== PROBLEMS AND TASKS ==
1. Translate this sentence from the reference transcriptome page into Spanish: "In many cases, this mapping information is sufficient for downstream analysis like quantification."
2. Please write out the reference transcriptome page starting with "Here we are" and going on through "quants to genes.".

==== DOCUMENT TEXT

# Build reference transcriptome

Here we are using [Salmon](https://combine-lab.github.io/salmon/)

**Input:**
* Target transcriptome
* This transcriptome is given to Salmon in the form of a (possibly compressed) multi-FASTA file, with each entry providing the sequence of a transcript
* We downloaded the phage GENOMES from NCBI GenBank

**Note:** For prokaryotes, transcripts and genes have a more 1-1 mapping so we're using genes for our reference transcriptome and so we don't need to use tximport to map transcript quants to genes. 

**Output:**
* The index is a structure that salmon uses to quasi-map RNA-seq reads during quantification
* [Quasi-map](https://academic.oup.com/bioinformatics/article/32/12/i192/2288985) is a way to map sequenced fragments (single or paired-end reads) to a target transcriptome. Quasi-mapping produces what we refer to as fragment mapping information. In particular, it provides, for each query (fragment), the reference sequences (transcripts), strand and position from which the query may have likely originated. In many cases, this mapping information is sufficient for downstream analysis like quantification.

========
==== AVAILABLE DATA

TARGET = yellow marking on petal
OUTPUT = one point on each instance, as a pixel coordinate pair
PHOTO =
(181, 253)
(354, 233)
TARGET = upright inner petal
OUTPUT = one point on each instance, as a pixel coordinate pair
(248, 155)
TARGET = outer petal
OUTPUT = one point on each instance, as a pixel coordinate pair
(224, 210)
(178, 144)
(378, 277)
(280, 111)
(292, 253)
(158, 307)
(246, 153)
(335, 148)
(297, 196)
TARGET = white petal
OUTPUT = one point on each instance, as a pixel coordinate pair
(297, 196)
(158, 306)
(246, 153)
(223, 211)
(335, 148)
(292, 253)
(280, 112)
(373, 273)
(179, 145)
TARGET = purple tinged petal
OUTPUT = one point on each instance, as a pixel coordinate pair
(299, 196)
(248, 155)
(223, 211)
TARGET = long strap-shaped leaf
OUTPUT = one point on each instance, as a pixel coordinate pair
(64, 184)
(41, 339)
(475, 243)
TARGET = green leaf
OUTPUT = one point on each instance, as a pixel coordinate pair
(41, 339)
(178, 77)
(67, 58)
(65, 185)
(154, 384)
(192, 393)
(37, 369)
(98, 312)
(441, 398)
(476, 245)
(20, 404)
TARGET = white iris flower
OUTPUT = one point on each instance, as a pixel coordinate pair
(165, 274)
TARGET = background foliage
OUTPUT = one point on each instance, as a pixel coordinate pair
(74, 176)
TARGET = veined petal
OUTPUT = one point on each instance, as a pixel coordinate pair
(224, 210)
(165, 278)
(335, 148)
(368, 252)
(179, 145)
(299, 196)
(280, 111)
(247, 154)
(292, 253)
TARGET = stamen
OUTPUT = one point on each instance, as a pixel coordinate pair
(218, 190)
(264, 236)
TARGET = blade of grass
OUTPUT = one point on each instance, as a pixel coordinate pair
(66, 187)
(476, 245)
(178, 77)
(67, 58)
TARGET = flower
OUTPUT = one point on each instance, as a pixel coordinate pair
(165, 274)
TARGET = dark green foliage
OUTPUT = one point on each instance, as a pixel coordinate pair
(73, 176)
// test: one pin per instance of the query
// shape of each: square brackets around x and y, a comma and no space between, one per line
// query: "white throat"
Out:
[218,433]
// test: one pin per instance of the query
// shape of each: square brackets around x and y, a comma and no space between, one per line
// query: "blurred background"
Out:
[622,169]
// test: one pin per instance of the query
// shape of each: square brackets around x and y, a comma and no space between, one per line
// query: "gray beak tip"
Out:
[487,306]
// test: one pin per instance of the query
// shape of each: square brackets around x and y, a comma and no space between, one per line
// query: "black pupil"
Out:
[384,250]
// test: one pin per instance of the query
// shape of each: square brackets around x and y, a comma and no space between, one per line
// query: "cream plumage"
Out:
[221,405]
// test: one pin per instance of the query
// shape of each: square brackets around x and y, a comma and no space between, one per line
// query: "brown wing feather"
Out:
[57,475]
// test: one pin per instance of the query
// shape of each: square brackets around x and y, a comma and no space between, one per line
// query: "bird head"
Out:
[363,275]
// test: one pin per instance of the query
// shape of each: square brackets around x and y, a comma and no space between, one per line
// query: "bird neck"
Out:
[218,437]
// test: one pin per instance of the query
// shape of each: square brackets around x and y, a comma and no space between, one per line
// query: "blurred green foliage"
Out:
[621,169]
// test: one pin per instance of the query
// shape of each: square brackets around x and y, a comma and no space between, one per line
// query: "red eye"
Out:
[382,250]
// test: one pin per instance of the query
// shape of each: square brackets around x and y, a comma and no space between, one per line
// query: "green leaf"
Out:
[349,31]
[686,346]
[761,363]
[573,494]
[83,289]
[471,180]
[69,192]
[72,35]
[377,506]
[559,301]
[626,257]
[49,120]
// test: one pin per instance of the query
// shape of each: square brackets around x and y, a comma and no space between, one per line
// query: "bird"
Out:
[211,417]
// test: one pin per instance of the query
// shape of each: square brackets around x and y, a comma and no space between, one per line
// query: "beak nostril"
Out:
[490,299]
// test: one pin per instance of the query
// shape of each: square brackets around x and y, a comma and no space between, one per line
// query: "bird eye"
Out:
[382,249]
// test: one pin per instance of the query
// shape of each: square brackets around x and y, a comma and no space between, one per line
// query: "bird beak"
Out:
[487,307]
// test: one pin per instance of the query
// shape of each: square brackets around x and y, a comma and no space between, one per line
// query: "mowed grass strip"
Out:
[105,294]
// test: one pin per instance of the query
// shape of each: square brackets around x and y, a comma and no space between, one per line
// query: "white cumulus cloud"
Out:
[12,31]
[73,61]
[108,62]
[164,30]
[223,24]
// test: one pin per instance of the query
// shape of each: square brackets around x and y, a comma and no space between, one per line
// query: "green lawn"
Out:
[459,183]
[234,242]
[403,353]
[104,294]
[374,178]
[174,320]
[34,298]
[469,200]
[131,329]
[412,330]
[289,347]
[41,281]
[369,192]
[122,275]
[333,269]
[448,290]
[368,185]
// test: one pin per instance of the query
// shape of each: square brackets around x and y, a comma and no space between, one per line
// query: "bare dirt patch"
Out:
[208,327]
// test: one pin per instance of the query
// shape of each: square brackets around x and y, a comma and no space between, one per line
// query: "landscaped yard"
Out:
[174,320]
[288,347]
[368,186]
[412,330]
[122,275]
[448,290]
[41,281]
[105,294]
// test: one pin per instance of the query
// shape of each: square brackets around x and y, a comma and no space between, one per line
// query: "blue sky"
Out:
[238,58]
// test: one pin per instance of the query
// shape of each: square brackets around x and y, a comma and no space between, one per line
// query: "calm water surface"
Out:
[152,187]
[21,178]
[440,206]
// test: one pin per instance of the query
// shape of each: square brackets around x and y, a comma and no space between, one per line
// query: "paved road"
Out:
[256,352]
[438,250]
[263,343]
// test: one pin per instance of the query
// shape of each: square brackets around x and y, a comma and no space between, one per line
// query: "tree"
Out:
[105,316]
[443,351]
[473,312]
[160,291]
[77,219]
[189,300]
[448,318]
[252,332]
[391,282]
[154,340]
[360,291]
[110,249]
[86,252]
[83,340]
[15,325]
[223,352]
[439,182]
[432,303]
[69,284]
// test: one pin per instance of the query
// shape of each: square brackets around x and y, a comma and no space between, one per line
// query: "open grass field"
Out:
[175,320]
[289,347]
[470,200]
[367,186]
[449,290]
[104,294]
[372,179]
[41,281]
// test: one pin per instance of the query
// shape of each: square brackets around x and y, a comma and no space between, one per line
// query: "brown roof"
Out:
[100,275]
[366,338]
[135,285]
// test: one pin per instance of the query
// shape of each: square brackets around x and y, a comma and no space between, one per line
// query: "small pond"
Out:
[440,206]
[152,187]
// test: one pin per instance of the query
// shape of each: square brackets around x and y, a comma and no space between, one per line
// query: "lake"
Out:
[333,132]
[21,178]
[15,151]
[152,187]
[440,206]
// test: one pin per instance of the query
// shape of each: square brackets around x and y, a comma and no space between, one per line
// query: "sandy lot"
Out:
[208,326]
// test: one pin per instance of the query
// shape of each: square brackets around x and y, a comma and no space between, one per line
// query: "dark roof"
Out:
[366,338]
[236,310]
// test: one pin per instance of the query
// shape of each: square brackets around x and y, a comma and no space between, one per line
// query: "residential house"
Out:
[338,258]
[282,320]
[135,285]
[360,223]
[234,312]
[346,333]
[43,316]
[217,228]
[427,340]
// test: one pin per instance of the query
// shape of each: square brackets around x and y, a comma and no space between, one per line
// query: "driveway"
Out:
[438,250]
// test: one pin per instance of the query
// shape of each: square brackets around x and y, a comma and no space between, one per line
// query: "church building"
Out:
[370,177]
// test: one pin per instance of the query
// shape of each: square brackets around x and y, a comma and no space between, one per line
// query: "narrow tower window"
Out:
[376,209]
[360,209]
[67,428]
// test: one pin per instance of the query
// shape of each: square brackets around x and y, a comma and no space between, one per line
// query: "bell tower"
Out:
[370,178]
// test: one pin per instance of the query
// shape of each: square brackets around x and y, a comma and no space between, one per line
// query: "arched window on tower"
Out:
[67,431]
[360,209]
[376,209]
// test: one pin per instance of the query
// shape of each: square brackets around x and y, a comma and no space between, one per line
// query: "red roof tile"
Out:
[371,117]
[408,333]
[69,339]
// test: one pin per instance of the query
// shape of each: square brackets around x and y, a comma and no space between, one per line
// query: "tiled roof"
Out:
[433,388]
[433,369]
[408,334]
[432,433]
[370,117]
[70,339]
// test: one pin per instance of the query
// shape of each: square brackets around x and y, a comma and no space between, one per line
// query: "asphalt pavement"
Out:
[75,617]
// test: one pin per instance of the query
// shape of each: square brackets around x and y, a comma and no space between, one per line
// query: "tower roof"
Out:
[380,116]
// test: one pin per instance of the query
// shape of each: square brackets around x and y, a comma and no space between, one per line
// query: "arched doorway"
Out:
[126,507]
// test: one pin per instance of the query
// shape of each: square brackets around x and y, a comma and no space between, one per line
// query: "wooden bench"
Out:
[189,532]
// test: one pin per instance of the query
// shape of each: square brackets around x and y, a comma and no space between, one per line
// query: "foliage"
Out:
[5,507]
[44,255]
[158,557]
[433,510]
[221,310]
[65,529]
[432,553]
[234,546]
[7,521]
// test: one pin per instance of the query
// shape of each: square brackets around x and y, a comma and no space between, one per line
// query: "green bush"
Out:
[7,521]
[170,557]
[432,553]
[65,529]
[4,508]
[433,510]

========

== PER-TASK ANSWERS ==
1. En muchos casos, esta información de mapeo es suficiente para análisis posteriores como la cuantificación.

2.
Here we are using [Salmon](https://combine-lab.github.io/salmon/)

**Input:**
* Target transcriptome
* This transcriptome is given to Salmon in the form of a (possibly compressed) multi-FASTA file, with each entry providing the sequence of a transcript
* We downloaded the phage GENOMES from NCBI GenBank

**Note:** For prokaryotes, transcripts and genes have a more 1-1 mapping so we're using genes for our reference transcriptome and so we don't need to use tximport to map transcript quants to genes.